Your goal:
Return the lines of the entries below exactly as they appear, starting with the line that contains "Query: white stone column" and going on through the end of the entries, and leave the pictures out of your answer.

Records provided:

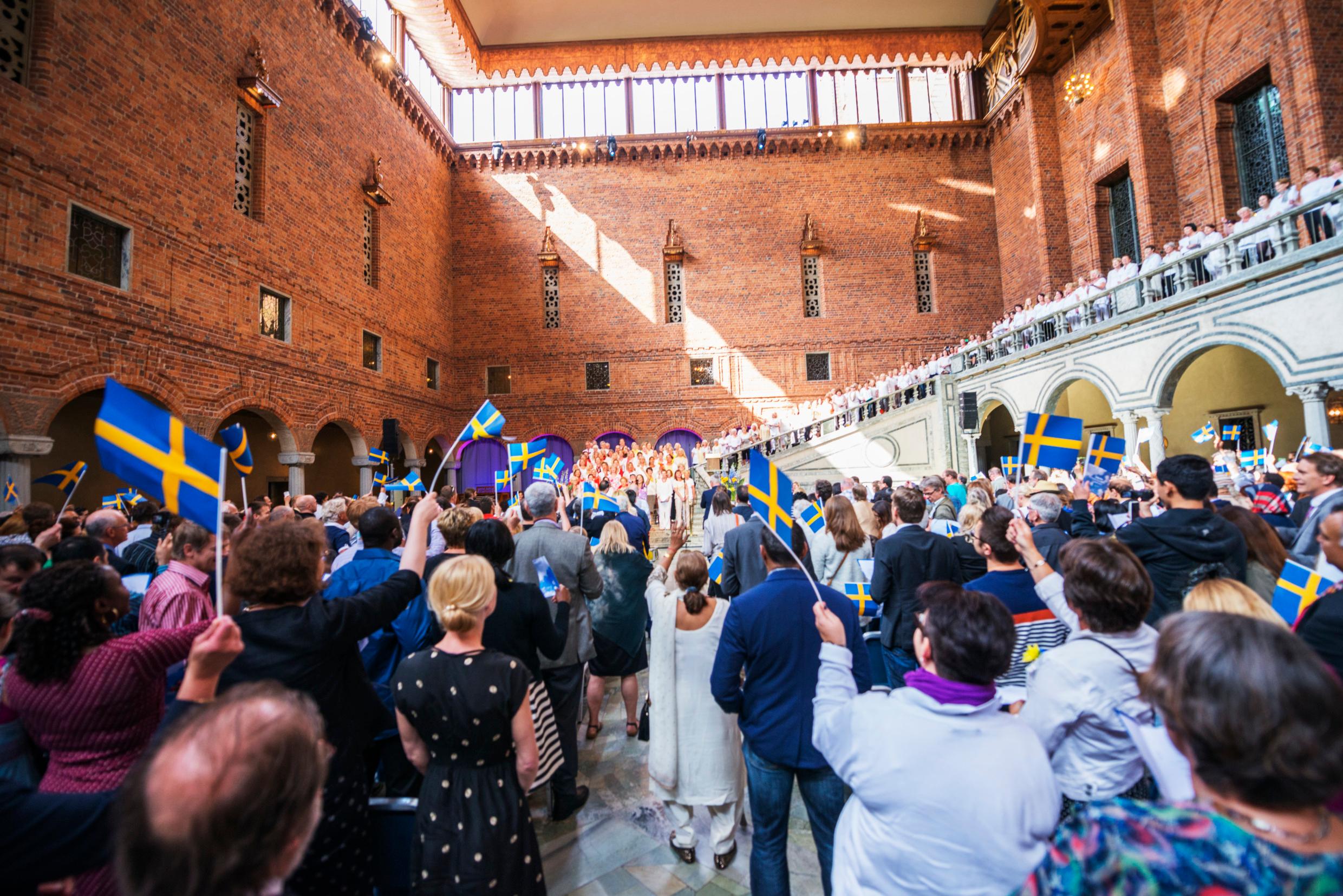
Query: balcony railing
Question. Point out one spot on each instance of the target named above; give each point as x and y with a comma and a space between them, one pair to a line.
1194, 274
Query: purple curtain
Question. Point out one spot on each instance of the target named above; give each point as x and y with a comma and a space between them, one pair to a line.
480, 460
556, 445
686, 439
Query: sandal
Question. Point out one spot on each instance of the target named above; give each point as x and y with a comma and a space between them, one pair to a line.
686, 855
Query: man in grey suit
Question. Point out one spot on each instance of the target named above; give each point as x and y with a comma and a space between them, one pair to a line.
1319, 483
742, 565
571, 559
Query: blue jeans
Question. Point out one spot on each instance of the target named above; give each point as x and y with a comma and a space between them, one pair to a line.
770, 789
899, 662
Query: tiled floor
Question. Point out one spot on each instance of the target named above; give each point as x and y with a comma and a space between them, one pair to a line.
618, 844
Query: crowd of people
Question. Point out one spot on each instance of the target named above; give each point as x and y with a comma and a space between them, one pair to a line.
445, 651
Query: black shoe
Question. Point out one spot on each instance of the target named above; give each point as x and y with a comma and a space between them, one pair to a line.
567, 808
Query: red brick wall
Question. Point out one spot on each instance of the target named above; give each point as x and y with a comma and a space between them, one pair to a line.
740, 219
131, 113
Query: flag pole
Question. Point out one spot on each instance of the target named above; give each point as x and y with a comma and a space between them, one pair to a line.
219, 537
79, 480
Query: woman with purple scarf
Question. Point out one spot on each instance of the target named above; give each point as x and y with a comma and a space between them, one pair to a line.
950, 796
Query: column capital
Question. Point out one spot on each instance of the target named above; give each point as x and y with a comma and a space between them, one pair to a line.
297, 459
1310, 391
26, 445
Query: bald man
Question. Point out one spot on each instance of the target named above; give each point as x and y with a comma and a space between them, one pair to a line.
229, 800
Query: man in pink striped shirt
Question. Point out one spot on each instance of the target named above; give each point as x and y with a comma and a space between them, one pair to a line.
179, 597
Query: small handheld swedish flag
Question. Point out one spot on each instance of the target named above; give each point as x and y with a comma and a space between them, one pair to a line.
813, 518
1298, 589
155, 452
66, 479
771, 496
1052, 441
861, 596
236, 440
594, 500
521, 453
1106, 452
487, 422
716, 567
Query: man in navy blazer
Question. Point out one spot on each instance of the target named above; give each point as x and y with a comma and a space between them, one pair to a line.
766, 630
904, 560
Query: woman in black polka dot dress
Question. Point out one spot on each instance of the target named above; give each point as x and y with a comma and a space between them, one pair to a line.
466, 724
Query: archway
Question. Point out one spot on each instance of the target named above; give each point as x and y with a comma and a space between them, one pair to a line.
266, 437
332, 469
998, 439
71, 440
1229, 384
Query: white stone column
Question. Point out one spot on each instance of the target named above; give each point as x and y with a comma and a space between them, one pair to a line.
1313, 405
1157, 445
17, 453
296, 461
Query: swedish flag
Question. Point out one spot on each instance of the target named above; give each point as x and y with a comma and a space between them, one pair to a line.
813, 518
594, 500
1106, 452
861, 596
236, 440
155, 452
1298, 589
488, 422
1051, 441
521, 453
1256, 457
66, 479
771, 495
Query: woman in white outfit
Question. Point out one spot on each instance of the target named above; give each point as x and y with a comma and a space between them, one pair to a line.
695, 749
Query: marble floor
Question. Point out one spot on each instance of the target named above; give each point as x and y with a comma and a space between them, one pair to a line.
618, 844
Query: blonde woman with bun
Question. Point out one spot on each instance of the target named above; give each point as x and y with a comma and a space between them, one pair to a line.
466, 726
1229, 596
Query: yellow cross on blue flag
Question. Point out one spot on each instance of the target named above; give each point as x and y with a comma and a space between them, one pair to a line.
66, 479
156, 453
1106, 452
487, 423
594, 500
521, 453
1051, 441
1298, 589
236, 440
813, 518
861, 596
771, 496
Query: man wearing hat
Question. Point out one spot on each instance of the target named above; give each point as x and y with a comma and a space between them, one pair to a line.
1044, 509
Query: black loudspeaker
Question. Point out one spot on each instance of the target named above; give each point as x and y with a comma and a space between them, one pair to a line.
969, 411
391, 442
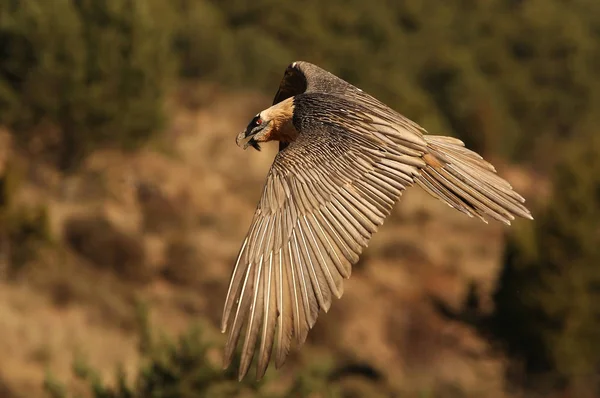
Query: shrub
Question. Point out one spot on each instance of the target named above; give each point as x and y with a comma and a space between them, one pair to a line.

Response for this exercise:
Query: white stone column
Question. Point out one spot on each instance of the target named above; give each point as x and y with a comma and a space between them, one pair to a line.
1313, 405
1157, 445
17, 453
296, 461
Query: swedish flag
Question. Point out one spot on each instance of the target named above; give each point as x and y with a comma and a space between them, one pair to a line.
813, 518
594, 500
1106, 452
861, 596
236, 440
155, 452
1298, 589
488, 422
1051, 441
521, 453
1256, 457
66, 479
771, 495
Query: woman in white outfit
Question. Point out one spot on each instance of the target named above; give each point as x and y with a comma and a space between them, one pair to a line.
695, 749
Query: marble floor
Question. Point out one spot on each instance of the target named above; give each point as x and y with a comma and a space between them, one pair to a line.
618, 844
Query: blonde woman with bun
Question. Point out one spot on each instance of the target named above; give each point as x and y with a comma and a space between them, one pair to a line.
466, 726
1229, 596
Query: yellow cross on blue flag
Question. Point out one spot on each instance of the target named above; give each point as x and y with a comma and a space between them, one pair to a line.
66, 479
156, 453
1106, 452
487, 423
594, 500
521, 453
1051, 441
1298, 589
236, 440
813, 518
861, 596
771, 496
Query: man wearing hat
Question. Point out one spot on each instance of the target named above; give each point as x and y with a comma and a space between them, one pair to a line.
1044, 509
Query: black loudspeaker
Question. Point out one spot on each instance of the target named above; give each point as x and y with a comma and a space between them, one pair to a line.
969, 411
391, 442
Query: shrub
Question. Point out one spot on each instance of the target named above; give each point as x and y with a comma and a space between them, one pair to a line.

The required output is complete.